Dataset rows on where objects appear
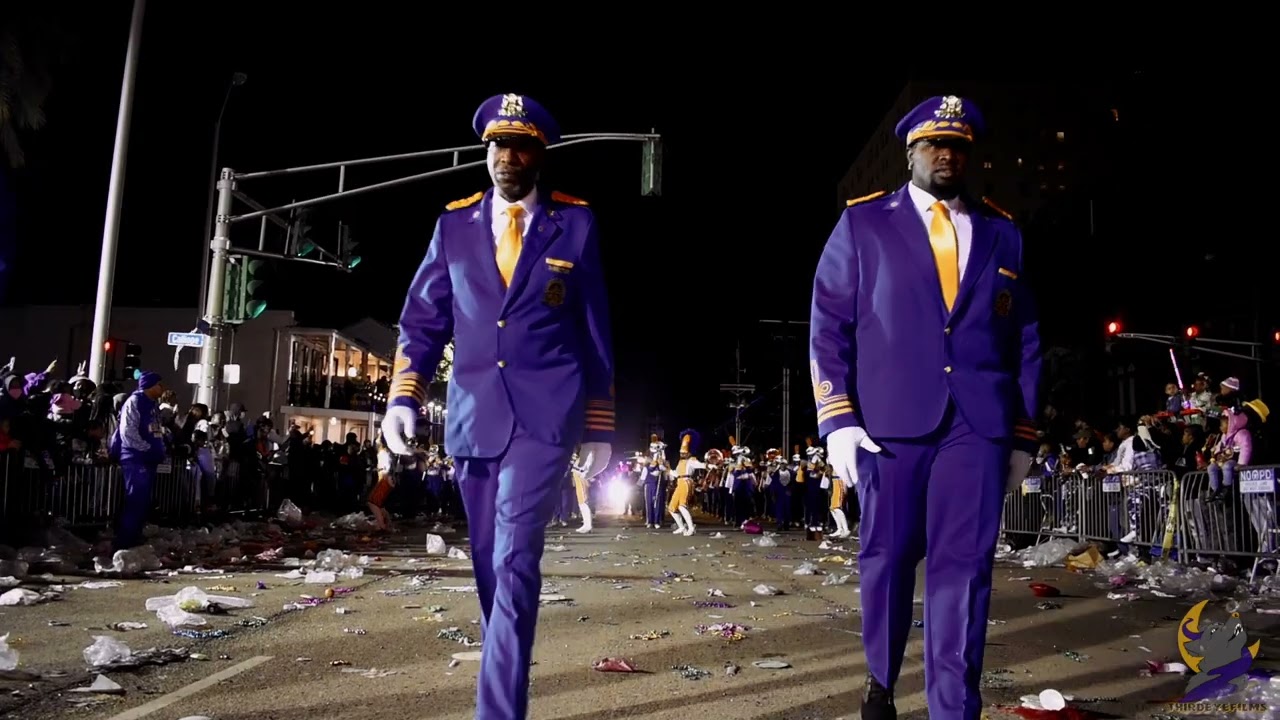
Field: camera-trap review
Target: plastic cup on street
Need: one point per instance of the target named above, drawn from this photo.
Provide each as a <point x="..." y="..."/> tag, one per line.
<point x="1052" y="700"/>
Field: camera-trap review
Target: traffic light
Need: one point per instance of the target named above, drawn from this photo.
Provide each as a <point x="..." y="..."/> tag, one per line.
<point x="233" y="291"/>
<point x="255" y="277"/>
<point x="132" y="360"/>
<point x="301" y="231"/>
<point x="650" y="168"/>
<point x="347" y="249"/>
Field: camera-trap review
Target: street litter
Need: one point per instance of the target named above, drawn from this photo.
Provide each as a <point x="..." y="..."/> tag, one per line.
<point x="613" y="665"/>
<point x="8" y="656"/>
<point x="690" y="673"/>
<point x="101" y="686"/>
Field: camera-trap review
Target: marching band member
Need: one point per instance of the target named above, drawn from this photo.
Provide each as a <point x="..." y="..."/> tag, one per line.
<point x="435" y="478"/>
<point x="581" y="488"/>
<point x="814" y="497"/>
<point x="713" y="482"/>
<point x="744" y="488"/>
<point x="952" y="408"/>
<point x="685" y="468"/>
<point x="513" y="273"/>
<point x="837" y="502"/>
<point x="780" y="488"/>
<point x="654" y="479"/>
<point x="385" y="483"/>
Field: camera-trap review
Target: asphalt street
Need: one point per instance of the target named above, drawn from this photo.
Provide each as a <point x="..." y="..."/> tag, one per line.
<point x="384" y="648"/>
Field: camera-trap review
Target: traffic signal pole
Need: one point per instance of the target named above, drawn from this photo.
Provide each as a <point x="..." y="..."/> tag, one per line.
<point x="1255" y="349"/>
<point x="222" y="249"/>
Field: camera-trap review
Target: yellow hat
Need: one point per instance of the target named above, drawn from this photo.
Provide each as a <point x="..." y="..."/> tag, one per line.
<point x="1260" y="408"/>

What you need to do. Return all of the entries word for word, but omit the pictures.

Final result.
Field: camera-trap review
Target: plastic cup on street
Need: one point per instance of the target named above, drawn from this photo.
Provide each as a <point x="..." y="..."/> tag, one per line.
<point x="1052" y="700"/>
Field: camera-trap review
Target: traffic light
Need: one point per instance of the target named above, drawn from this photo.
Provide each as a <point x="..." y="..."/> tag, one per line.
<point x="233" y="291"/>
<point x="255" y="277"/>
<point x="132" y="360"/>
<point x="301" y="231"/>
<point x="650" y="168"/>
<point x="347" y="249"/>
Field: camera-trap review
Target: street litter
Need: one point per instance of the target named above, drawn from this photo.
Provide each as a <point x="..." y="..."/> tag, one per line.
<point x="613" y="665"/>
<point x="8" y="656"/>
<point x="690" y="673"/>
<point x="101" y="686"/>
Field: camera-trap review
Target: marching band member
Need: one point per instance of the target named above, drawn from this photo.
Provide each as a <point x="..." y="..."/> tag, one per line.
<point x="435" y="478"/>
<point x="581" y="488"/>
<point x="814" y="497"/>
<point x="713" y="482"/>
<point x="744" y="488"/>
<point x="952" y="408"/>
<point x="685" y="468"/>
<point x="513" y="273"/>
<point x="837" y="502"/>
<point x="780" y="488"/>
<point x="654" y="479"/>
<point x="385" y="483"/>
Field: camera-trap review
Target: asphalt street
Need: one point per instance of the target named above, drawn from this photo.
Provide each as a <point x="..." y="..."/> tag, one per line.
<point x="384" y="648"/>
Field: camera-trap review
Target: traffic signal pole
Need: one point per instance of the target named above, drawn from this photo.
Provide each as a <point x="..." y="..."/> tag, one per line.
<point x="1255" y="349"/>
<point x="222" y="249"/>
Field: camera-trap review
Target: yellow hat
Need: one point per instance of the target named above, drawn from this photo.
Provide each as a <point x="..." y="..."/> tag, one per line.
<point x="1260" y="408"/>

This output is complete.